* Your task
The required answer is an exact copy of every line from the beginning of the entries through the line with "Target: honeysuckle bud", with all pictures omitted.

Dataset excerpts:
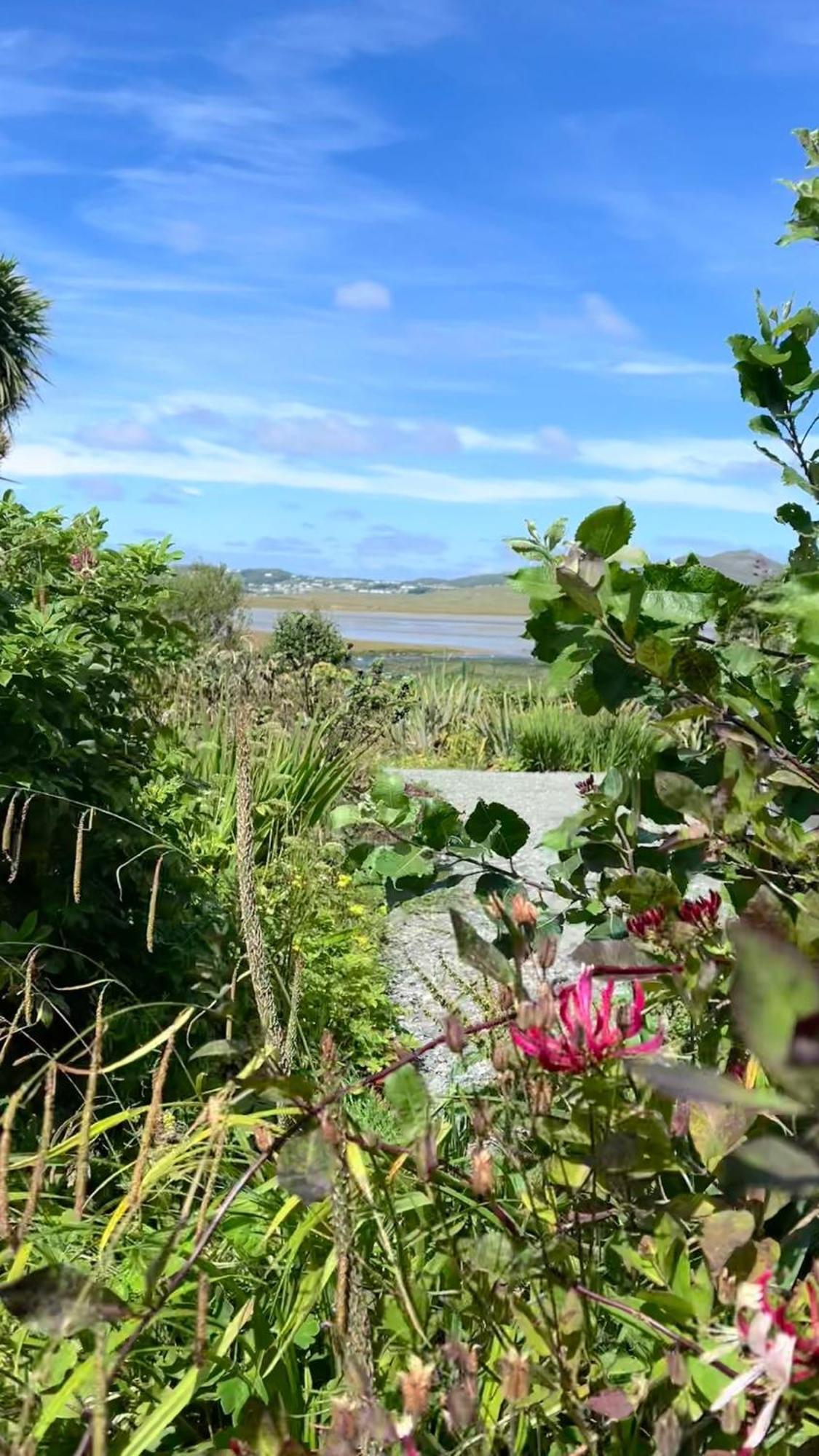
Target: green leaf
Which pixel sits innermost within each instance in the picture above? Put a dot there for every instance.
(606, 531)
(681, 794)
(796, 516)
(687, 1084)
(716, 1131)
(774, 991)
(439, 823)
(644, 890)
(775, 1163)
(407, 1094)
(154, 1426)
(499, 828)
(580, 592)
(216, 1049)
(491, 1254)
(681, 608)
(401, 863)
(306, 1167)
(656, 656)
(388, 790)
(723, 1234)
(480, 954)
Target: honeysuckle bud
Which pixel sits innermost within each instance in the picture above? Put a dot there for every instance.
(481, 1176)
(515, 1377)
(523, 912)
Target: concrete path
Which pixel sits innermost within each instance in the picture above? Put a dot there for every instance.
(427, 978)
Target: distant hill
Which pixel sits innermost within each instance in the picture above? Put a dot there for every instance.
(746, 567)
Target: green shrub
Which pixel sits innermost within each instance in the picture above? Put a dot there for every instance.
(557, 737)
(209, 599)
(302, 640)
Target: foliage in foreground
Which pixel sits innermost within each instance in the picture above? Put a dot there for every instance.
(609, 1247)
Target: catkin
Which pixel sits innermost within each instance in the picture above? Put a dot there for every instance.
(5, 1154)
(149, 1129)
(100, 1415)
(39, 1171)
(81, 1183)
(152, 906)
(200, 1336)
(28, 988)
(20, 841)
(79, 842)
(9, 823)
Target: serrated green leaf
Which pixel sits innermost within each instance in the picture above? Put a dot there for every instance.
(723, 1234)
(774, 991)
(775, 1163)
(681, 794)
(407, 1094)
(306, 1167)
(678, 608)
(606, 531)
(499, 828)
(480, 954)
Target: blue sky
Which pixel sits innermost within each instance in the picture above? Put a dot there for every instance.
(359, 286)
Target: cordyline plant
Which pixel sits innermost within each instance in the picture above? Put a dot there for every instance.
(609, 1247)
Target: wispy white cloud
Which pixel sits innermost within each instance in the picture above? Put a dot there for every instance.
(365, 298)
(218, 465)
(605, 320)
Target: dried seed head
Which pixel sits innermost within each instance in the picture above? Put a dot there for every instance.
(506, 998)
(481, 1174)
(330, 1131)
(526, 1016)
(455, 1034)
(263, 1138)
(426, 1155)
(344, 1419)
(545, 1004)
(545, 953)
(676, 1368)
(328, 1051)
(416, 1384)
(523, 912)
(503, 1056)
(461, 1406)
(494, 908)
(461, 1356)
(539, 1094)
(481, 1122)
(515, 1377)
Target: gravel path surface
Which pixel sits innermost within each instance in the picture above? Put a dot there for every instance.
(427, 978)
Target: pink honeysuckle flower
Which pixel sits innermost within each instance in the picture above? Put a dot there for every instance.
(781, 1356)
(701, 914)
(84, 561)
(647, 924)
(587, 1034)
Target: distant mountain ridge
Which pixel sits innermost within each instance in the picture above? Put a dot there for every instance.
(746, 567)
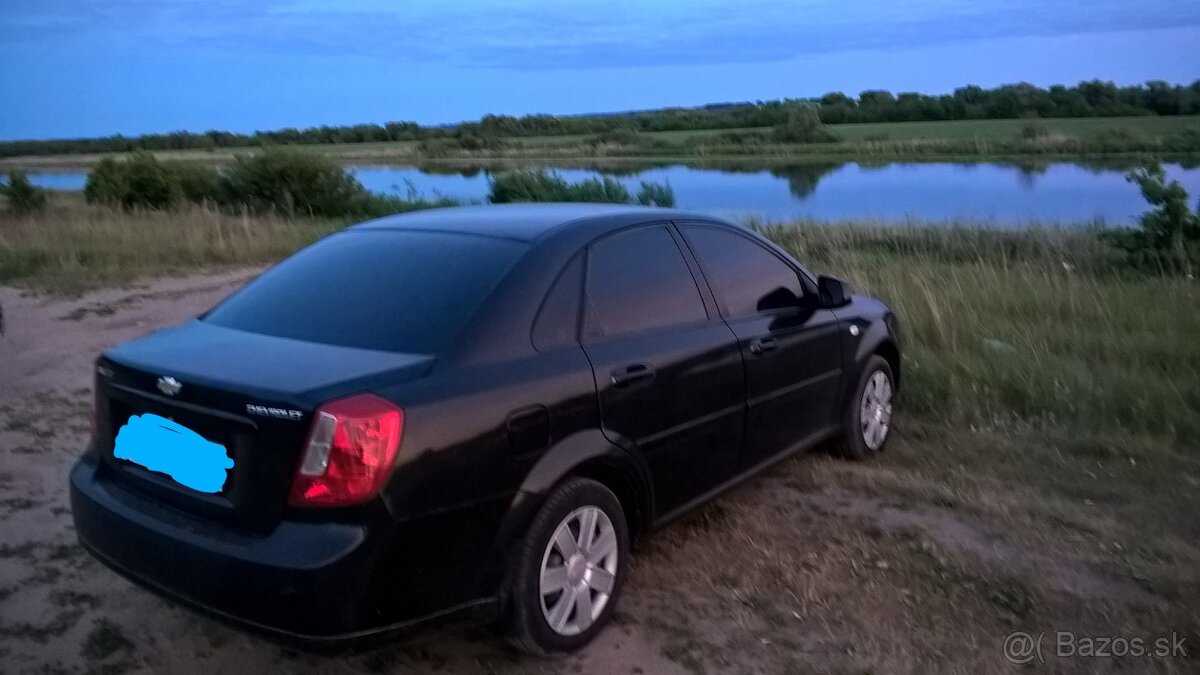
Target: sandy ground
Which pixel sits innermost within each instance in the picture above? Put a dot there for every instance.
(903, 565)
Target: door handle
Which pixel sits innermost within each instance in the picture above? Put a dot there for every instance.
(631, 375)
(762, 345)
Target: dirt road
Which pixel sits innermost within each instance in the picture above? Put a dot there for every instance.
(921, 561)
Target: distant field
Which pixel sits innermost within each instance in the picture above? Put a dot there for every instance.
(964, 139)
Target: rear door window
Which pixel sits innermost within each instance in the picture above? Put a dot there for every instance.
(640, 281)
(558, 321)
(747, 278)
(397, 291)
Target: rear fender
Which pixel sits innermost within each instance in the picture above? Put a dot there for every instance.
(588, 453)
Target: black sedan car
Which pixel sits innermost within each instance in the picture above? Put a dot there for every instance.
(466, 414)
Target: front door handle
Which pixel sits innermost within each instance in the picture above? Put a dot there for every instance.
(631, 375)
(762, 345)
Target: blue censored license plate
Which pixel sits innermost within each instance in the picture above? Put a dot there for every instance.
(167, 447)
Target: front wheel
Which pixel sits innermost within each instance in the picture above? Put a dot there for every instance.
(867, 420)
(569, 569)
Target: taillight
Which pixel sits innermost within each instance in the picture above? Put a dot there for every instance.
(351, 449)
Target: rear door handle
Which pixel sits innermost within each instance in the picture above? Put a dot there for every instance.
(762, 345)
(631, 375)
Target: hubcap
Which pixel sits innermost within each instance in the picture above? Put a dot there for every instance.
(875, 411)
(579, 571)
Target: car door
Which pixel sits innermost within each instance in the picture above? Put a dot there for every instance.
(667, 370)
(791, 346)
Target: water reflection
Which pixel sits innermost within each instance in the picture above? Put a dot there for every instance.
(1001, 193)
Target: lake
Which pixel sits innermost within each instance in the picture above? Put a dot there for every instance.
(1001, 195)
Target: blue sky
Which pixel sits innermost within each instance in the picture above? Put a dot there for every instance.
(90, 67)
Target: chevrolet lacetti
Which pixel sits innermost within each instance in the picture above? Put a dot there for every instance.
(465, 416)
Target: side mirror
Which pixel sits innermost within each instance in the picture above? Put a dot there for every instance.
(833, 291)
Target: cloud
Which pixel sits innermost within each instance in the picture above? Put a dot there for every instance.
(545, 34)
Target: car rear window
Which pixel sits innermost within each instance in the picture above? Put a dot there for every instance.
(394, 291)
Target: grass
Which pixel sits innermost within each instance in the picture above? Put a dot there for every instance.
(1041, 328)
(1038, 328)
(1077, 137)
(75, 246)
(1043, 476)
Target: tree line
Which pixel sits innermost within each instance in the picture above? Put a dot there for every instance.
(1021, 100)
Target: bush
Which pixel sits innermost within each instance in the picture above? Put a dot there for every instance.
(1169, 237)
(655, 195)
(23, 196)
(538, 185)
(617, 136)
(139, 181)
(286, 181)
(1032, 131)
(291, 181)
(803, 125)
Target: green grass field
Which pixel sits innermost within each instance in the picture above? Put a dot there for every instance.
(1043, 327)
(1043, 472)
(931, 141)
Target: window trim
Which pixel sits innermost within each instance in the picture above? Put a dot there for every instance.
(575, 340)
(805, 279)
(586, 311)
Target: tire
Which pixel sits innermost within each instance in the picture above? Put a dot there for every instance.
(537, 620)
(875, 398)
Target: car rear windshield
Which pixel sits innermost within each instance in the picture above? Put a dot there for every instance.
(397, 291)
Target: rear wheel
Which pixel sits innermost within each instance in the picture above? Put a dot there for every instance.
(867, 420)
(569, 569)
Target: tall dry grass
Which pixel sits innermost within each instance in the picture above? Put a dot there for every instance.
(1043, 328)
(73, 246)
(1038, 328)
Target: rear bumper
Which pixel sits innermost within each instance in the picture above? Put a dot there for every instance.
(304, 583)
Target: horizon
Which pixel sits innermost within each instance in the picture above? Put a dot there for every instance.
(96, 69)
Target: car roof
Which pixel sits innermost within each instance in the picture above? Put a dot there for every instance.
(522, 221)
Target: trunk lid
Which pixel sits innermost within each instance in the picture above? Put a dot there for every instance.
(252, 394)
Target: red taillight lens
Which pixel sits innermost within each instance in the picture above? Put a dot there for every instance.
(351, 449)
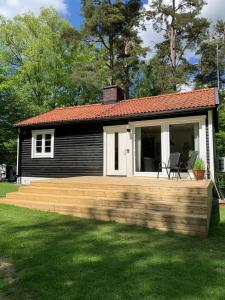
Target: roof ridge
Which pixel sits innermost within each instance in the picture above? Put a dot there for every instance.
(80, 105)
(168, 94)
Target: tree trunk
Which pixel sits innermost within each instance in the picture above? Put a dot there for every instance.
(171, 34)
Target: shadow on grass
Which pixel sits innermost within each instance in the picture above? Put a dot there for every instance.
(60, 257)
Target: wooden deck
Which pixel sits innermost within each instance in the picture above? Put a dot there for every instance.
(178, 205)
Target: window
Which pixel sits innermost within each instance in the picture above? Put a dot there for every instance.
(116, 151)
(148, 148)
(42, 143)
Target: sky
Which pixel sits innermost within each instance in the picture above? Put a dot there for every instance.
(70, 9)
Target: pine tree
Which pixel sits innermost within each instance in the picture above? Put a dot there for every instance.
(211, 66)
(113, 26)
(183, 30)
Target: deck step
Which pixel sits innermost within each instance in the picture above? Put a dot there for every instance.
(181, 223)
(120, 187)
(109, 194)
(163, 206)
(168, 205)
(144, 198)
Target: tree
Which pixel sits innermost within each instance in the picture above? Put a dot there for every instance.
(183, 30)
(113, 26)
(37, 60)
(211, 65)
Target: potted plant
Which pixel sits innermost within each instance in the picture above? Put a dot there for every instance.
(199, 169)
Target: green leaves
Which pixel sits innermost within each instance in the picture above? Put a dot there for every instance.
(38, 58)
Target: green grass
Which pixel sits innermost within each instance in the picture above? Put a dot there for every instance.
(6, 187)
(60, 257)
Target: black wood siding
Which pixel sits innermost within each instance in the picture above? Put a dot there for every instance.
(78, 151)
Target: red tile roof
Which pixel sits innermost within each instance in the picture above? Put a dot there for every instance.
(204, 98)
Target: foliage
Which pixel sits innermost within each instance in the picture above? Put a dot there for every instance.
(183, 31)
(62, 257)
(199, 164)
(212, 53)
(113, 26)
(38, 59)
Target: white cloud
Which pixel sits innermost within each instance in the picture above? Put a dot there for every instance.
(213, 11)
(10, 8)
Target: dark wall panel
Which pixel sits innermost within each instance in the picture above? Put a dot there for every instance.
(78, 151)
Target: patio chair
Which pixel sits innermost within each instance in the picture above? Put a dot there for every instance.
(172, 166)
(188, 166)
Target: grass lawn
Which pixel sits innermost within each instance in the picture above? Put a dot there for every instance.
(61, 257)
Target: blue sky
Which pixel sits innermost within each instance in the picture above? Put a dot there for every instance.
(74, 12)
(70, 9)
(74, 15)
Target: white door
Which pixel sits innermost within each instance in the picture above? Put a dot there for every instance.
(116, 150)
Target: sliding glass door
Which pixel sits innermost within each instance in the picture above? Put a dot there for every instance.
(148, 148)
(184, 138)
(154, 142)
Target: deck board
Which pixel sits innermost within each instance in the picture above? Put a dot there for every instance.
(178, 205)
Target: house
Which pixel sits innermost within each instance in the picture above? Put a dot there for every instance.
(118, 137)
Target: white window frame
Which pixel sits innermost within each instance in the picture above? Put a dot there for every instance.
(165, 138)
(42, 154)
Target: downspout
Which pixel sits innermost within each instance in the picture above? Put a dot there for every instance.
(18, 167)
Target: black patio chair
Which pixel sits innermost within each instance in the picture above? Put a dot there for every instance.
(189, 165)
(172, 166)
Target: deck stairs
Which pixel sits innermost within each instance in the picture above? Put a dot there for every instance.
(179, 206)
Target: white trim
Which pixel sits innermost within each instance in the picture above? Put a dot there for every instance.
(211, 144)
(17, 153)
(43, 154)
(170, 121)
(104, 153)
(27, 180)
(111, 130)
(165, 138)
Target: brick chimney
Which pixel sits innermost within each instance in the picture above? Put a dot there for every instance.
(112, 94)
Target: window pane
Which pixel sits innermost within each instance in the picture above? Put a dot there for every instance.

* Task solution
Target: green leaf
Which pixel sits innermost within each instance in the picture above? Put a dot there for every instance.
(606, 531)
(681, 794)
(796, 516)
(687, 1084)
(716, 1131)
(774, 991)
(439, 823)
(644, 890)
(775, 1163)
(407, 1094)
(154, 1426)
(499, 828)
(580, 592)
(216, 1049)
(491, 1254)
(681, 608)
(401, 863)
(306, 1167)
(656, 656)
(388, 790)
(723, 1234)
(480, 954)
Target: honeysuckle bud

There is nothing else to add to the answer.